◆ What you should do ◆
From the records below, copy every line that contains the word "mountain".

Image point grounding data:
----

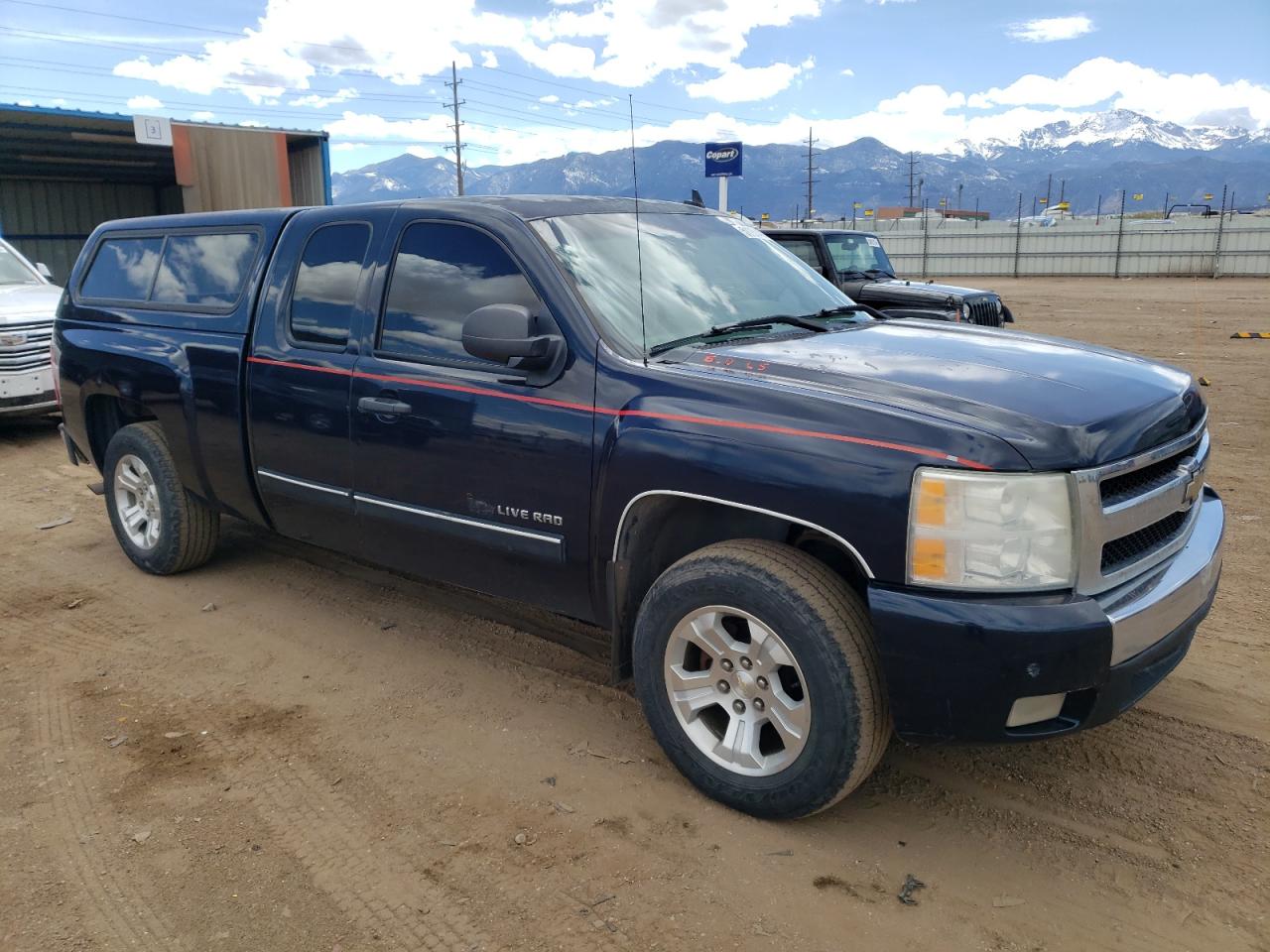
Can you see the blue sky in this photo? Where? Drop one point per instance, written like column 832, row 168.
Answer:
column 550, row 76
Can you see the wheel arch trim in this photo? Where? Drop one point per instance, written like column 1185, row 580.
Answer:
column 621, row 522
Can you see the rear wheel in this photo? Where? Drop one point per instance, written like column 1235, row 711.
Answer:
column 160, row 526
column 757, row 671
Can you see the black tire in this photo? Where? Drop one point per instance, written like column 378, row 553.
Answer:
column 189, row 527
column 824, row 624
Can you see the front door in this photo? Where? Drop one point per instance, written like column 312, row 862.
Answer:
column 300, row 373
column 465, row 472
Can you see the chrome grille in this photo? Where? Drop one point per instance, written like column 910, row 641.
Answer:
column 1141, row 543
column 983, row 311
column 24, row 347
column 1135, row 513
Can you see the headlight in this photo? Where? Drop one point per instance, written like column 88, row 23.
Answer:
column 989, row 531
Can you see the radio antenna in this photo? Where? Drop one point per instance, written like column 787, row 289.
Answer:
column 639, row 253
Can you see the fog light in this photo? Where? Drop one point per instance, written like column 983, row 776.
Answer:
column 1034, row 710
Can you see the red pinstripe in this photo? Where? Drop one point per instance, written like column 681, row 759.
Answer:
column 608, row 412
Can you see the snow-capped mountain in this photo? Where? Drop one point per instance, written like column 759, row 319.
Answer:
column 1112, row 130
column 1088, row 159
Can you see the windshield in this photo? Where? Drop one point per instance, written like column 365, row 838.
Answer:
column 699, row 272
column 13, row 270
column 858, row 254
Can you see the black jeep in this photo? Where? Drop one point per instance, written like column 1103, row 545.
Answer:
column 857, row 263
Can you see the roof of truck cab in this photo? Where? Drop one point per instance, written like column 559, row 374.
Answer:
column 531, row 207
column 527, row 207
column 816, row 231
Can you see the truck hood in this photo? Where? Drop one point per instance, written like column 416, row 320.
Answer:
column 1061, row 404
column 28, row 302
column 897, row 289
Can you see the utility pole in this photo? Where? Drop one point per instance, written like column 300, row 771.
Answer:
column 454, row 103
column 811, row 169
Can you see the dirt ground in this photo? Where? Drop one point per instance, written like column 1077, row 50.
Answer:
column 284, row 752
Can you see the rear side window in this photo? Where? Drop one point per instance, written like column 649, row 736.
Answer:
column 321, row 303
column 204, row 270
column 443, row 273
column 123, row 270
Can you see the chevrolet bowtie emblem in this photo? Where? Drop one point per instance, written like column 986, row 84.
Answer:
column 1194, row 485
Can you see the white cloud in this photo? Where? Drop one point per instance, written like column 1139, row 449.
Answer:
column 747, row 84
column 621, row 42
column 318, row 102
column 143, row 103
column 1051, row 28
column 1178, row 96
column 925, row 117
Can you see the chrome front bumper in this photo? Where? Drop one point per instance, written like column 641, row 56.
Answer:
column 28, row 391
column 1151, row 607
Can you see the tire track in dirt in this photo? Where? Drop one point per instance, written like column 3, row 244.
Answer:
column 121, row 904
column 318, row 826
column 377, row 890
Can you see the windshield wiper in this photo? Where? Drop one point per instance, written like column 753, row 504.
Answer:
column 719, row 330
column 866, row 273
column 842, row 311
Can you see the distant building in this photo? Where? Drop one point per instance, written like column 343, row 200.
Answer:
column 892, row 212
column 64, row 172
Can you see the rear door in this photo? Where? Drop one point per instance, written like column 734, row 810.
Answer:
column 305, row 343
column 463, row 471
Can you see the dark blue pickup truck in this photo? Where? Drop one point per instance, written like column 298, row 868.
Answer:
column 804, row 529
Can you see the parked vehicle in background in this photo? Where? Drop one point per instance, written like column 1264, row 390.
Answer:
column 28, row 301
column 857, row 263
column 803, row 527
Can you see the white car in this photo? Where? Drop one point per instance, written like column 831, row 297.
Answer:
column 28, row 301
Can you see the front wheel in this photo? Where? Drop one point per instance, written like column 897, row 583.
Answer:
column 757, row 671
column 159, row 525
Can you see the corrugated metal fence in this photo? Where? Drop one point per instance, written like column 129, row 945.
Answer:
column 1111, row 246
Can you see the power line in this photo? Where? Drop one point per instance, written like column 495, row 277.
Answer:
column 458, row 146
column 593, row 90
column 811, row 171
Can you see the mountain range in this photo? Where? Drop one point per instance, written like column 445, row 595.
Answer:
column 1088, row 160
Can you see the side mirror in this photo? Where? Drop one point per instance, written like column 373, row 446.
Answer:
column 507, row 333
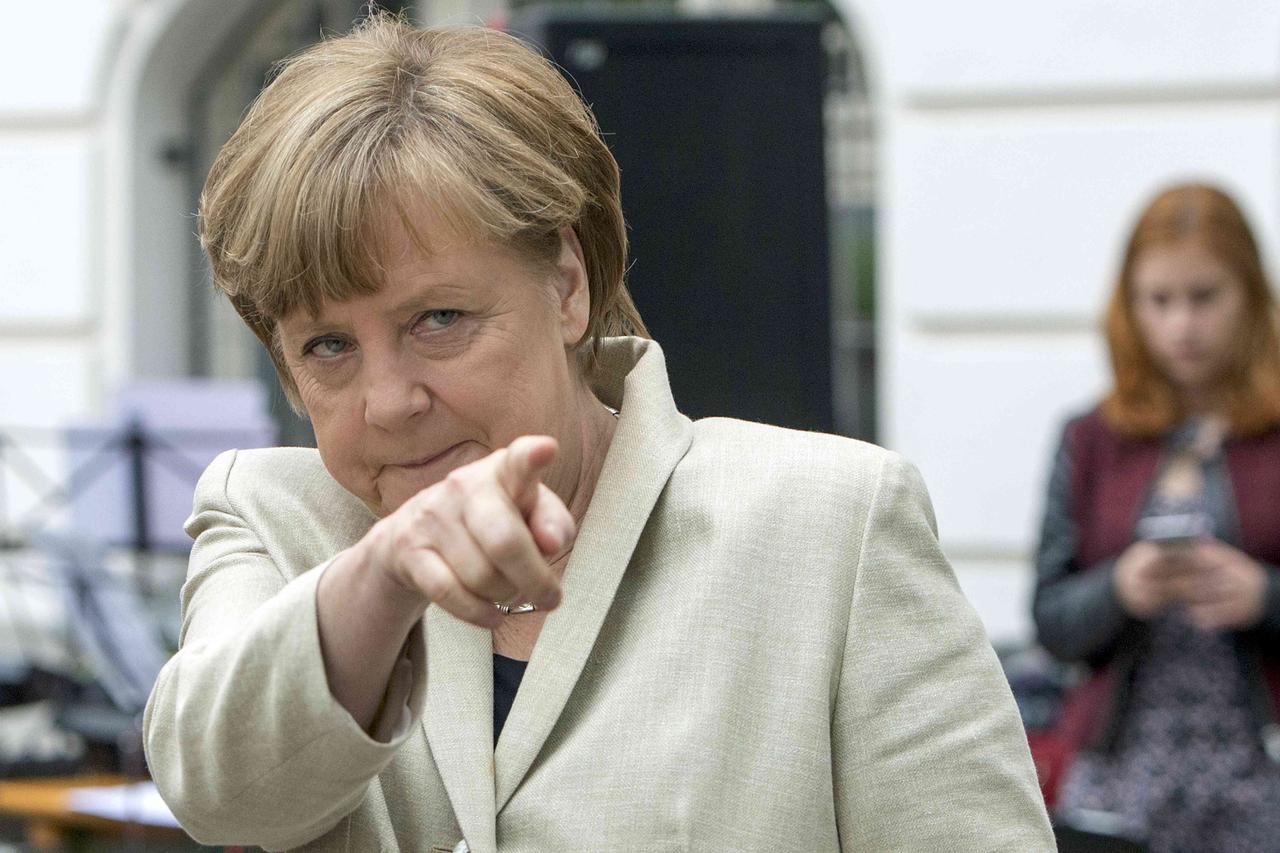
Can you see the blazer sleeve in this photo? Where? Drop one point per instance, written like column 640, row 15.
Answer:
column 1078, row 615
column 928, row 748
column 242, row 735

----

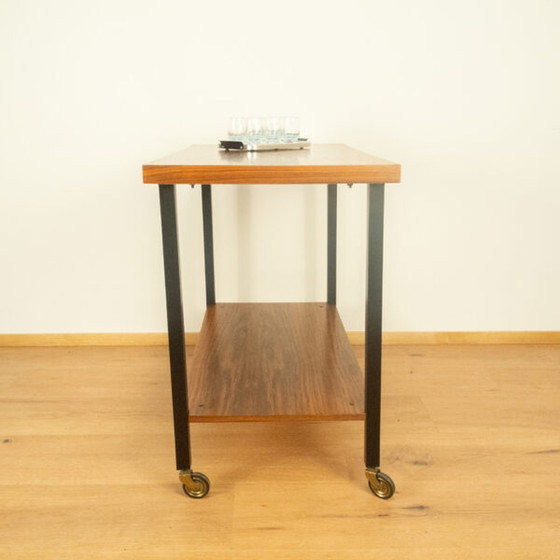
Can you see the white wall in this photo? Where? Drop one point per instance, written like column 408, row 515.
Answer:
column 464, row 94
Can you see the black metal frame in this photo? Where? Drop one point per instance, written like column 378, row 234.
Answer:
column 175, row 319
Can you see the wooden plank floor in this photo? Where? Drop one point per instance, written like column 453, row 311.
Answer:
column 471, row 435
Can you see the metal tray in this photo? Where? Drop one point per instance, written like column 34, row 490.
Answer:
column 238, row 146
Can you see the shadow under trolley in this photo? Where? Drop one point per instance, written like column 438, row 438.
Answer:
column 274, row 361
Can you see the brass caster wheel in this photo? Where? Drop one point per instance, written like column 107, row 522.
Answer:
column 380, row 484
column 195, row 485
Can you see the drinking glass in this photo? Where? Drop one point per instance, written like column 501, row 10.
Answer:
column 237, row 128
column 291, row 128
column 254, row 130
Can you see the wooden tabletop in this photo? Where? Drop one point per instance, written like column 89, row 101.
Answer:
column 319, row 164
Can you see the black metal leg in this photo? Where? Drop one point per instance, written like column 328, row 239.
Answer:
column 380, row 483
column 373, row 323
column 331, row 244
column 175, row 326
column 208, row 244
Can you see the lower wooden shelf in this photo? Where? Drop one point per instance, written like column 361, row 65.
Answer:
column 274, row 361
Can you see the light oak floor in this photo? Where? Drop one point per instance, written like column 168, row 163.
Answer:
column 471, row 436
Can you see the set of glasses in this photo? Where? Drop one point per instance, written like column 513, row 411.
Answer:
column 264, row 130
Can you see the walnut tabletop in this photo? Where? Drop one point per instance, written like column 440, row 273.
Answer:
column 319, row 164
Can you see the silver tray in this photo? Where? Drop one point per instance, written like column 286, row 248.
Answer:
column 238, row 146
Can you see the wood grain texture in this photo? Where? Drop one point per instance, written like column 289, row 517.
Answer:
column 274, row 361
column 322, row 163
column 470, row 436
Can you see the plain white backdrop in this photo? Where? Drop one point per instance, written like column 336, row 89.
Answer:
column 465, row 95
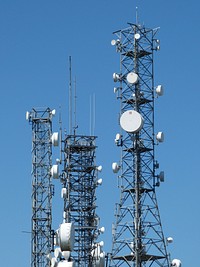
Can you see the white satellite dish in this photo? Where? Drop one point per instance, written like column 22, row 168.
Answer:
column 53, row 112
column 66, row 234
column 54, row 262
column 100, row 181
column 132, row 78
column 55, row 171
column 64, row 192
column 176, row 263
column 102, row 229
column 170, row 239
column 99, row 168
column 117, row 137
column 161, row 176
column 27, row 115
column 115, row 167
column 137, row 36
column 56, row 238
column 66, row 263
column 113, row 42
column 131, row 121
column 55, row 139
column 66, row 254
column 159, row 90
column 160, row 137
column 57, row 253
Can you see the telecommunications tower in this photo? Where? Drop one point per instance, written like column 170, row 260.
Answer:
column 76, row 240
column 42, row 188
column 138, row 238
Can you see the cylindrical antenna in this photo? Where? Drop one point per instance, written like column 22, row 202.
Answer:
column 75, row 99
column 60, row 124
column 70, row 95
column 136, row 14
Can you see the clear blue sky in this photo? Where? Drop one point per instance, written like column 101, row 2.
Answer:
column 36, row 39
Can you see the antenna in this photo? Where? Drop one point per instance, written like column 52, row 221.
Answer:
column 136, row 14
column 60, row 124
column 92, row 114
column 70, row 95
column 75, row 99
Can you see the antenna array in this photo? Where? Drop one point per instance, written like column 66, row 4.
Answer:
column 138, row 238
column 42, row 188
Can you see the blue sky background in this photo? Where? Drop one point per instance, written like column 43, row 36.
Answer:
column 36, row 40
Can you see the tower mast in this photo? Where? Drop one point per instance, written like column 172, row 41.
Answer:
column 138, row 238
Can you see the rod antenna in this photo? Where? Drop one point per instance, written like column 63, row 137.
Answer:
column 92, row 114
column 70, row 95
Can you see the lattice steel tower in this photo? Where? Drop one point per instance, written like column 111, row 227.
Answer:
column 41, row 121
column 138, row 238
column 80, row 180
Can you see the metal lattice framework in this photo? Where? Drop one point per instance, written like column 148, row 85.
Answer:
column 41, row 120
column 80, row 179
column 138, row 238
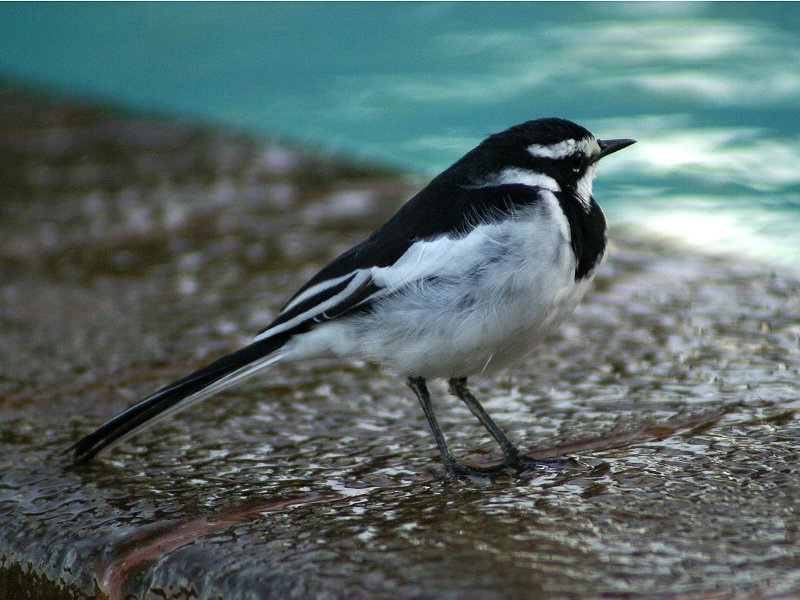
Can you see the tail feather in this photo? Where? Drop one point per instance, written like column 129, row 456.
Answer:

----

◆ Exercise response ◆
Can you see the snow-capped mountain in this photo? Where? Drop one point per instance, written like column 759, row 319.
Can you see the mountain range in this photo? Where? Drop one point per instance, written like column 445, row 595.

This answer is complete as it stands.